• [What the exercise asks] Take every line from the material that has the word "segment" in it.

--

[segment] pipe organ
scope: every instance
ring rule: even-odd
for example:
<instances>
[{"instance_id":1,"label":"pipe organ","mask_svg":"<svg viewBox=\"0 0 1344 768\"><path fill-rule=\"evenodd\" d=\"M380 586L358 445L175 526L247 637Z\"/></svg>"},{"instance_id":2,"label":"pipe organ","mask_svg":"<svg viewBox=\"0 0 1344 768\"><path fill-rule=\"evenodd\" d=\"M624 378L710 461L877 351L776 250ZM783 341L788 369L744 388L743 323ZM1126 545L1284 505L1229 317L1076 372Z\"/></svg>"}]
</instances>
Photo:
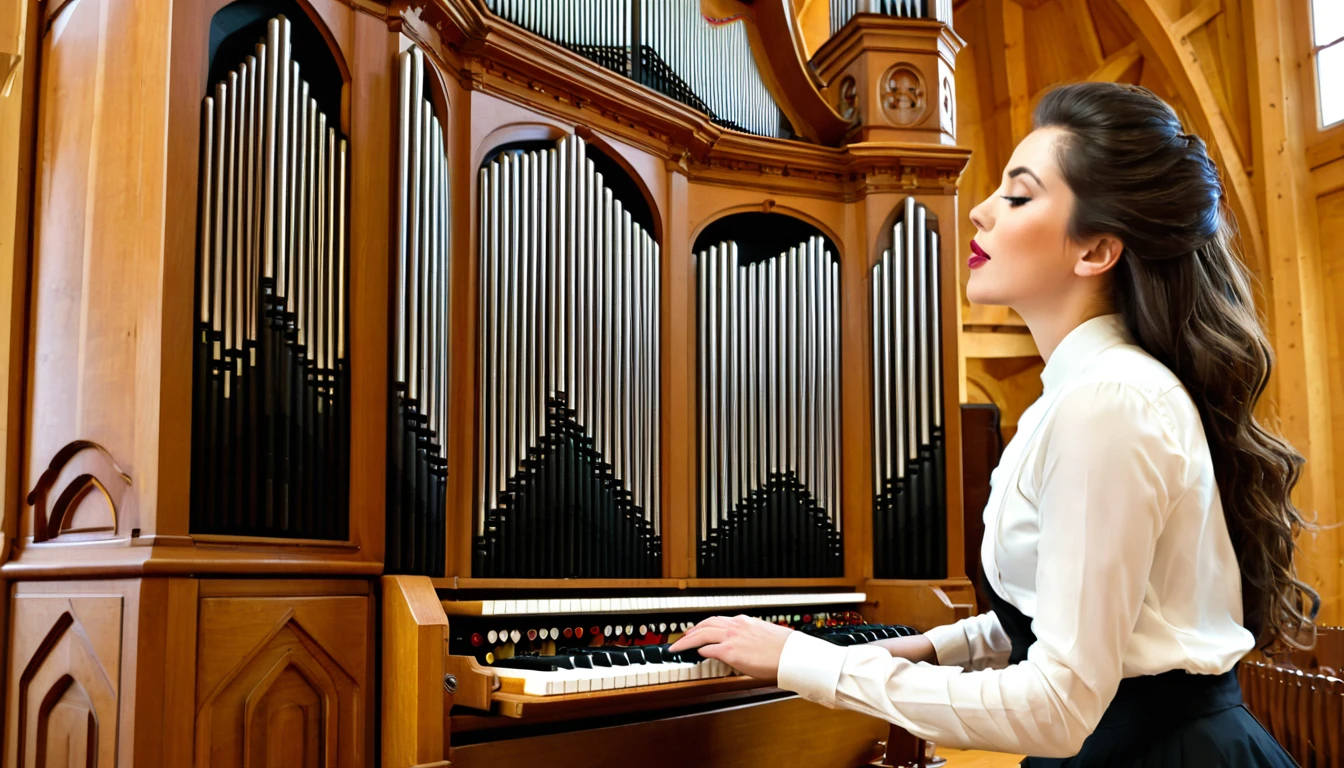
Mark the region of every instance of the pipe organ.
<instances>
[{"instance_id":1,"label":"pipe organ","mask_svg":"<svg viewBox=\"0 0 1344 768\"><path fill-rule=\"evenodd\" d=\"M192 530L342 539L346 142L289 38L204 100Z\"/></svg>"},{"instance_id":2,"label":"pipe organ","mask_svg":"<svg viewBox=\"0 0 1344 768\"><path fill-rule=\"evenodd\" d=\"M567 137L480 172L482 576L660 573L657 243Z\"/></svg>"},{"instance_id":3,"label":"pipe organ","mask_svg":"<svg viewBox=\"0 0 1344 768\"><path fill-rule=\"evenodd\" d=\"M42 6L0 768L920 764L669 651L974 610L962 42L878 5Z\"/></svg>"},{"instance_id":4,"label":"pipe organ","mask_svg":"<svg viewBox=\"0 0 1344 768\"><path fill-rule=\"evenodd\" d=\"M706 575L836 576L839 265L813 236L748 262L699 265L700 515Z\"/></svg>"},{"instance_id":5,"label":"pipe organ","mask_svg":"<svg viewBox=\"0 0 1344 768\"><path fill-rule=\"evenodd\" d=\"M938 233L907 197L872 269L873 570L943 578L947 519Z\"/></svg>"}]
</instances>

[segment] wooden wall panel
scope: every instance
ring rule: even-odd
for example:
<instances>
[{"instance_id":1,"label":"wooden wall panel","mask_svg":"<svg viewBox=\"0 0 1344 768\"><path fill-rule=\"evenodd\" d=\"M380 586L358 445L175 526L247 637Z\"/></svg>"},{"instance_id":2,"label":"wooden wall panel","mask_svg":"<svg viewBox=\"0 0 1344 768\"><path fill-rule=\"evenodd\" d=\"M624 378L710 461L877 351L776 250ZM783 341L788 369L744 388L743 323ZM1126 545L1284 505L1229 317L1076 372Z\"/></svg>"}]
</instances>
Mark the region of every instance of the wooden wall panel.
<instances>
[{"instance_id":1,"label":"wooden wall panel","mask_svg":"<svg viewBox=\"0 0 1344 768\"><path fill-rule=\"evenodd\" d=\"M806 728L781 727L807 723ZM881 756L887 724L791 697L644 725L557 733L451 750L454 768L541 765L806 765L851 768Z\"/></svg>"},{"instance_id":2,"label":"wooden wall panel","mask_svg":"<svg viewBox=\"0 0 1344 768\"><path fill-rule=\"evenodd\" d=\"M369 759L367 596L203 597L197 768L354 768Z\"/></svg>"},{"instance_id":3,"label":"wooden wall panel","mask_svg":"<svg viewBox=\"0 0 1344 768\"><path fill-rule=\"evenodd\" d=\"M5 768L113 768L122 595L16 594Z\"/></svg>"},{"instance_id":4,"label":"wooden wall panel","mask_svg":"<svg viewBox=\"0 0 1344 768\"><path fill-rule=\"evenodd\" d=\"M1344 190L1331 192L1316 199L1318 225L1322 243L1344 243ZM1327 337L1325 346L1328 361L1329 396L1335 403L1344 403L1344 249L1338 245L1321 249L1325 278L1325 295L1333 297L1326 311ZM1344 407L1336 407L1332 414L1331 430L1334 444L1344 446ZM1321 520L1334 525L1344 511L1344 483L1335 485L1334 516ZM1312 583L1321 592L1321 619L1323 623L1344 623L1344 535L1337 528L1322 529L1315 535L1315 557L1311 562Z\"/></svg>"},{"instance_id":5,"label":"wooden wall panel","mask_svg":"<svg viewBox=\"0 0 1344 768\"><path fill-rule=\"evenodd\" d=\"M135 475L152 516L158 446L163 152L170 0L46 4L37 86L31 488L76 439ZM107 478L100 478L100 480ZM108 479L110 481L110 479Z\"/></svg>"}]
</instances>

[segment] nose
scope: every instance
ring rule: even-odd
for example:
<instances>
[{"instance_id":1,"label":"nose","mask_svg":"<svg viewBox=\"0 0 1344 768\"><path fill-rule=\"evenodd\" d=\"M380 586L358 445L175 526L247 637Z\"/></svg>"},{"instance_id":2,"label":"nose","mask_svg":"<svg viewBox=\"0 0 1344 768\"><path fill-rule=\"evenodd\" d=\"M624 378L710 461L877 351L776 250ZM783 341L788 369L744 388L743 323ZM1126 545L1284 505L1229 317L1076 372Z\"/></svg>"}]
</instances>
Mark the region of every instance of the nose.
<instances>
[{"instance_id":1,"label":"nose","mask_svg":"<svg viewBox=\"0 0 1344 768\"><path fill-rule=\"evenodd\" d=\"M981 232L988 232L989 228L994 225L994 220L989 212L989 201L991 199L993 198L987 197L971 209L971 223Z\"/></svg>"}]
</instances>

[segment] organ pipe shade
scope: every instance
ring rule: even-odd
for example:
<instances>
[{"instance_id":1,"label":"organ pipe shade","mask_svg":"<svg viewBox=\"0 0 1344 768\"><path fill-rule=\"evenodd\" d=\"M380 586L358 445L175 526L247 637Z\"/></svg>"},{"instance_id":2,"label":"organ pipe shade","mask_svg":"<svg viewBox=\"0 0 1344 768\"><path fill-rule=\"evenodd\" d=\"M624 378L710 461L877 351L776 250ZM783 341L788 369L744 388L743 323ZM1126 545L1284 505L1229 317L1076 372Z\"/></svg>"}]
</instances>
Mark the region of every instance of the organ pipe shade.
<instances>
[{"instance_id":1,"label":"organ pipe shade","mask_svg":"<svg viewBox=\"0 0 1344 768\"><path fill-rule=\"evenodd\" d=\"M448 155L424 54L398 58L387 552L391 573L442 576L448 464Z\"/></svg>"},{"instance_id":2,"label":"organ pipe shade","mask_svg":"<svg viewBox=\"0 0 1344 768\"><path fill-rule=\"evenodd\" d=\"M346 141L284 17L202 111L191 530L344 540Z\"/></svg>"},{"instance_id":3,"label":"organ pipe shade","mask_svg":"<svg viewBox=\"0 0 1344 768\"><path fill-rule=\"evenodd\" d=\"M934 19L952 26L952 0L831 0L831 34L838 34L860 13Z\"/></svg>"},{"instance_id":4,"label":"organ pipe shade","mask_svg":"<svg viewBox=\"0 0 1344 768\"><path fill-rule=\"evenodd\" d=\"M479 190L473 574L659 575L658 244L577 137Z\"/></svg>"},{"instance_id":5,"label":"organ pipe shade","mask_svg":"<svg viewBox=\"0 0 1344 768\"><path fill-rule=\"evenodd\" d=\"M873 568L947 575L942 303L938 233L906 198L873 266Z\"/></svg>"},{"instance_id":6,"label":"organ pipe shade","mask_svg":"<svg viewBox=\"0 0 1344 768\"><path fill-rule=\"evenodd\" d=\"M839 264L819 236L696 260L697 573L842 575Z\"/></svg>"},{"instance_id":7,"label":"organ pipe shade","mask_svg":"<svg viewBox=\"0 0 1344 768\"><path fill-rule=\"evenodd\" d=\"M486 0L495 14L758 136L789 131L744 22L707 19L688 0Z\"/></svg>"}]
</instances>

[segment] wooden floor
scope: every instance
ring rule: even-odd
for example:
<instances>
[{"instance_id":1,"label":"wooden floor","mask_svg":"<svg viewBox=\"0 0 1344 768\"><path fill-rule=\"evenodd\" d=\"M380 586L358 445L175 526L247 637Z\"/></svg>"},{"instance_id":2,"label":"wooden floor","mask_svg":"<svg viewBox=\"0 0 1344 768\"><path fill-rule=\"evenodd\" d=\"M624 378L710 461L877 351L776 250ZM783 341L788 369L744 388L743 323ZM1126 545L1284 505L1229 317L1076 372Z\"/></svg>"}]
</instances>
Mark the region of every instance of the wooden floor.
<instances>
[{"instance_id":1,"label":"wooden floor","mask_svg":"<svg viewBox=\"0 0 1344 768\"><path fill-rule=\"evenodd\" d=\"M978 749L940 748L938 755L947 758L945 768L1017 768L1017 764L1022 762L1022 755L982 752Z\"/></svg>"}]
</instances>

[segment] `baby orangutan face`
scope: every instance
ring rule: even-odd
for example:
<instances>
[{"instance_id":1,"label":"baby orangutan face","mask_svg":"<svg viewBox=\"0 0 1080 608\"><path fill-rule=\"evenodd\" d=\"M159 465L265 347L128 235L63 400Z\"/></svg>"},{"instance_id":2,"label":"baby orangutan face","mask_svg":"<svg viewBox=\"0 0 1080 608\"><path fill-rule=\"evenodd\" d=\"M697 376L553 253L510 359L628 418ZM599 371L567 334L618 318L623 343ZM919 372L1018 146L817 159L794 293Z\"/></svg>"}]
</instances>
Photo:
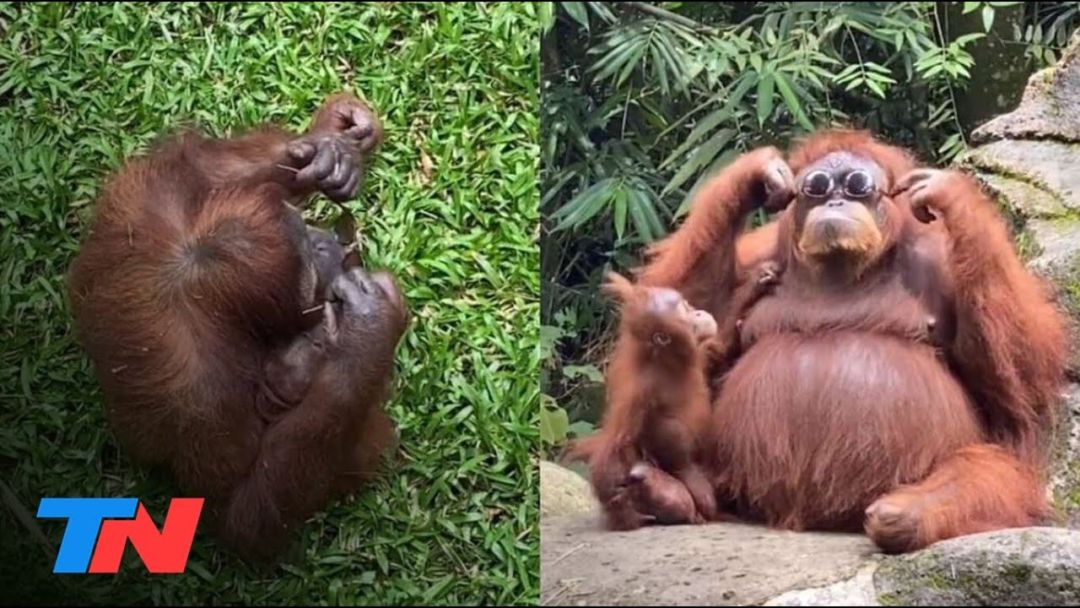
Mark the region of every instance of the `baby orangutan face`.
<instances>
[{"instance_id":1,"label":"baby orangutan face","mask_svg":"<svg viewBox=\"0 0 1080 608\"><path fill-rule=\"evenodd\" d=\"M698 342L716 336L716 319L704 310L698 310L686 301L678 291L666 287L649 288L649 312L667 319L674 324L683 325L690 330Z\"/></svg>"}]
</instances>

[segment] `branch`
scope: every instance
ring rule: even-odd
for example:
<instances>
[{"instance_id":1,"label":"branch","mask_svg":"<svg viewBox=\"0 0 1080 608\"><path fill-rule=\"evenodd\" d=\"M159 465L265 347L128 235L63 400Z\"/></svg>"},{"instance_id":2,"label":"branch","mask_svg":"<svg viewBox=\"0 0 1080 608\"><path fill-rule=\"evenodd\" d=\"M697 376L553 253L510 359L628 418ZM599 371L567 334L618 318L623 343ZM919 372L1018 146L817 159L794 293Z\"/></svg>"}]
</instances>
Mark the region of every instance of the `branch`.
<instances>
[{"instance_id":1,"label":"branch","mask_svg":"<svg viewBox=\"0 0 1080 608\"><path fill-rule=\"evenodd\" d=\"M679 25L688 27L688 28L690 28L692 30L696 30L696 31L699 31L699 32L704 32L704 33L707 33L707 34L718 34L719 33L719 30L717 30L715 27L712 27L710 25L705 25L704 23L701 23L701 22L698 22L698 21L694 21L693 19L691 19L689 17L684 17L682 15L675 14L675 13L673 13L673 12L667 10L667 9L660 8L659 6L649 4L648 2L627 2L625 4L626 4L626 6L628 6L630 8L633 8L633 9L636 9L636 10L642 12L642 13L646 13L646 14L652 15L654 17L659 17L661 19L666 19L668 21L678 23Z\"/></svg>"}]
</instances>

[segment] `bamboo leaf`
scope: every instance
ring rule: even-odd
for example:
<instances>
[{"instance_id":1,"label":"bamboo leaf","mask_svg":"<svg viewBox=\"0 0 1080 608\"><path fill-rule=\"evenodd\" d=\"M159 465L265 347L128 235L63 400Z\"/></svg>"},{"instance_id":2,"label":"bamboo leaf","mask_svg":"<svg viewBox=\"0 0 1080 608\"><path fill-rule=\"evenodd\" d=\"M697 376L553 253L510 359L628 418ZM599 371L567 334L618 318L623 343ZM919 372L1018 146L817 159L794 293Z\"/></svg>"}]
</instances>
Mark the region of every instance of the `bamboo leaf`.
<instances>
[{"instance_id":1,"label":"bamboo leaf","mask_svg":"<svg viewBox=\"0 0 1080 608\"><path fill-rule=\"evenodd\" d=\"M630 74L638 66L638 63L641 62L641 57L644 54L645 54L645 45L641 44L641 45L638 46L638 49L636 51L634 51L634 54L626 61L626 65L623 66L622 72L619 73L619 79L618 79L619 86L622 86L623 82L625 82L626 79L630 77Z\"/></svg>"},{"instance_id":2,"label":"bamboo leaf","mask_svg":"<svg viewBox=\"0 0 1080 608\"><path fill-rule=\"evenodd\" d=\"M619 71L620 68L625 68L627 64L636 64L641 59L641 53L639 51L644 49L644 47L645 40L640 38L618 46L593 66L594 70L599 70L595 78L597 80L605 80L610 78L615 72ZM604 66L603 69L599 68L601 65Z\"/></svg>"},{"instance_id":3,"label":"bamboo leaf","mask_svg":"<svg viewBox=\"0 0 1080 608\"><path fill-rule=\"evenodd\" d=\"M619 191L615 194L615 238L620 241L626 233L626 207L626 190L619 188Z\"/></svg>"},{"instance_id":4,"label":"bamboo leaf","mask_svg":"<svg viewBox=\"0 0 1080 608\"><path fill-rule=\"evenodd\" d=\"M645 217L645 205L649 204L648 200L642 200L644 197L638 190L630 191L630 219L634 222L634 230L641 236L645 242L652 242L655 237L652 233L652 226L649 223L649 219Z\"/></svg>"},{"instance_id":5,"label":"bamboo leaf","mask_svg":"<svg viewBox=\"0 0 1080 608\"><path fill-rule=\"evenodd\" d=\"M555 226L556 232L576 227L592 219L611 198L612 178L603 179L586 188L551 215L551 219L561 219Z\"/></svg>"},{"instance_id":6,"label":"bamboo leaf","mask_svg":"<svg viewBox=\"0 0 1080 608\"><path fill-rule=\"evenodd\" d=\"M758 124L764 125L773 111L773 86L776 84L771 73L761 76L757 87L757 118Z\"/></svg>"},{"instance_id":7,"label":"bamboo leaf","mask_svg":"<svg viewBox=\"0 0 1080 608\"><path fill-rule=\"evenodd\" d=\"M698 148L686 161L675 176L671 178L671 181L664 186L664 189L660 191L660 196L675 190L679 186L683 185L686 180L690 179L690 176L696 173L699 169L704 167L707 163L711 162L716 157L717 153L726 146L732 138L735 137L734 129L721 129L713 135L709 141L705 142L700 148Z\"/></svg>"},{"instance_id":8,"label":"bamboo leaf","mask_svg":"<svg viewBox=\"0 0 1080 608\"><path fill-rule=\"evenodd\" d=\"M878 84L876 81L867 79L866 87L873 91L878 97L885 99L885 89L881 88L881 85Z\"/></svg>"},{"instance_id":9,"label":"bamboo leaf","mask_svg":"<svg viewBox=\"0 0 1080 608\"><path fill-rule=\"evenodd\" d=\"M735 160L738 155L739 151L735 148L727 150L720 155L720 158L717 158L715 161L713 161L713 164L709 165L708 169L702 171L701 175L698 176L697 181L694 182L694 185L691 186L690 190L686 193L686 197L683 198L682 203L679 204L679 208L675 211L675 217L682 217L687 211L689 211L691 205L693 205L694 203L694 197L697 196L697 191L701 184L704 183L706 180L711 179L720 170L731 164L731 162Z\"/></svg>"},{"instance_id":10,"label":"bamboo leaf","mask_svg":"<svg viewBox=\"0 0 1080 608\"><path fill-rule=\"evenodd\" d=\"M670 93L671 88L668 83L667 69L660 59L660 49L655 44L649 45L649 59L652 61L652 71L660 79L660 90L667 95Z\"/></svg>"},{"instance_id":11,"label":"bamboo leaf","mask_svg":"<svg viewBox=\"0 0 1080 608\"><path fill-rule=\"evenodd\" d=\"M667 230L664 229L664 223L660 221L659 214L656 213L656 199L651 191L646 193L641 190L635 190L638 193L639 198L642 201L641 209L645 213L645 220L649 223L649 232L652 235L653 240L663 238L667 234Z\"/></svg>"},{"instance_id":12,"label":"bamboo leaf","mask_svg":"<svg viewBox=\"0 0 1080 608\"><path fill-rule=\"evenodd\" d=\"M577 21L586 30L589 29L589 13L585 10L584 2L560 2L563 10L574 21Z\"/></svg>"},{"instance_id":13,"label":"bamboo leaf","mask_svg":"<svg viewBox=\"0 0 1080 608\"><path fill-rule=\"evenodd\" d=\"M787 77L782 73L777 72L776 75L776 88L780 91L780 97L784 99L784 103L788 109L791 110L791 115L795 117L799 125L807 131L814 130L814 124L807 118L806 112L802 109L802 104L799 102L799 97L795 95L795 91L791 89L791 85L788 84Z\"/></svg>"},{"instance_id":14,"label":"bamboo leaf","mask_svg":"<svg viewBox=\"0 0 1080 608\"><path fill-rule=\"evenodd\" d=\"M706 133L712 131L719 126L721 122L729 118L731 118L731 109L723 107L701 119L701 122L695 125L690 131L690 134L686 136L686 139L683 140L683 142L679 144L666 159L664 159L664 162L660 163L660 168L666 169L671 163L675 162L675 160L682 158L682 155L685 154L687 150L694 147Z\"/></svg>"}]
</instances>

--

• [Problem solution]
[segment] pipe organ
[segment] wooden wall panel
[segment] nose
[segment] organ pipe shade
[segment] wooden floor
[segment] `baby orangutan face`
[segment] `branch`
[segment] `bamboo leaf`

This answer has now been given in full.